Stored data entries:
++++

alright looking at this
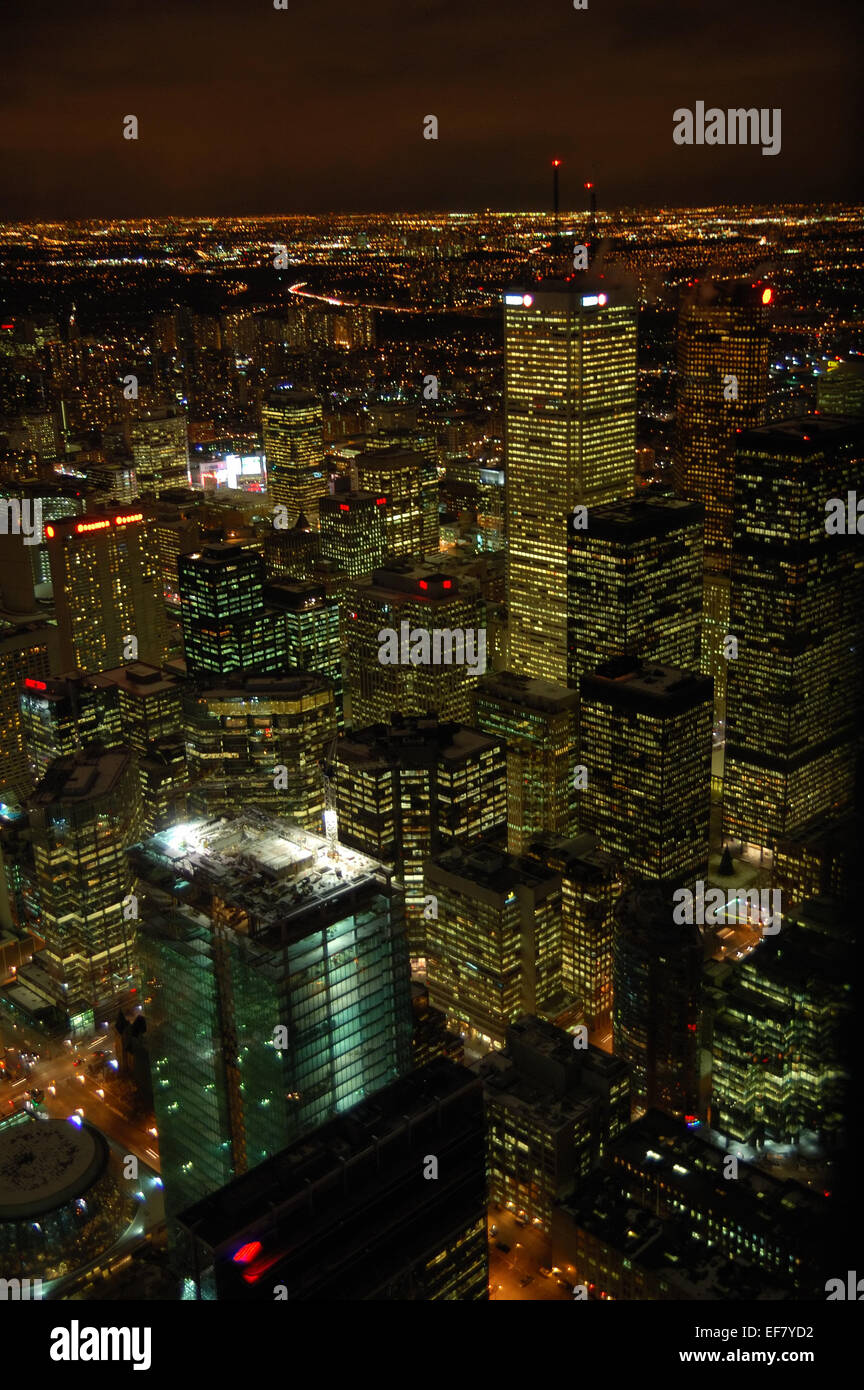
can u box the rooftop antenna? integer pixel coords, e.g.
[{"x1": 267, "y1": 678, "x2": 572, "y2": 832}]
[{"x1": 552, "y1": 159, "x2": 562, "y2": 235}]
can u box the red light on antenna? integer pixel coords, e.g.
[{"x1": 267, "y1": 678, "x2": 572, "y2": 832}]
[
  {"x1": 232, "y1": 1241, "x2": 262, "y2": 1265},
  {"x1": 584, "y1": 181, "x2": 594, "y2": 189},
  {"x1": 761, "y1": 287, "x2": 773, "y2": 305},
  {"x1": 552, "y1": 159, "x2": 562, "y2": 168}
]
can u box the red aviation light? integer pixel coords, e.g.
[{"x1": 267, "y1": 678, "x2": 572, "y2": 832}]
[
  {"x1": 339, "y1": 503, "x2": 350, "y2": 512},
  {"x1": 418, "y1": 579, "x2": 429, "y2": 591},
  {"x1": 442, "y1": 579, "x2": 452, "y2": 589},
  {"x1": 24, "y1": 678, "x2": 47, "y2": 691},
  {"x1": 761, "y1": 288, "x2": 773, "y2": 305},
  {"x1": 375, "y1": 497, "x2": 387, "y2": 506},
  {"x1": 45, "y1": 524, "x2": 55, "y2": 539},
  {"x1": 232, "y1": 1241, "x2": 262, "y2": 1265}
]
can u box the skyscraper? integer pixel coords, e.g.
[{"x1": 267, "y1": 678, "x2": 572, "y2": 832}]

++++

[WHAT IS NEEDED]:
Among the lines above, which contain the word "coords"? Copy every one.

[ANSWER BOX]:
can u box the rooftop antenna? integer pixel coords, e.g.
can u box the red light on antenna? integer pixel coords, e.g.
can u box the red aviation light? integer pixel coords, e.g.
can u box the skyscraper? integer pixel coords, e.g.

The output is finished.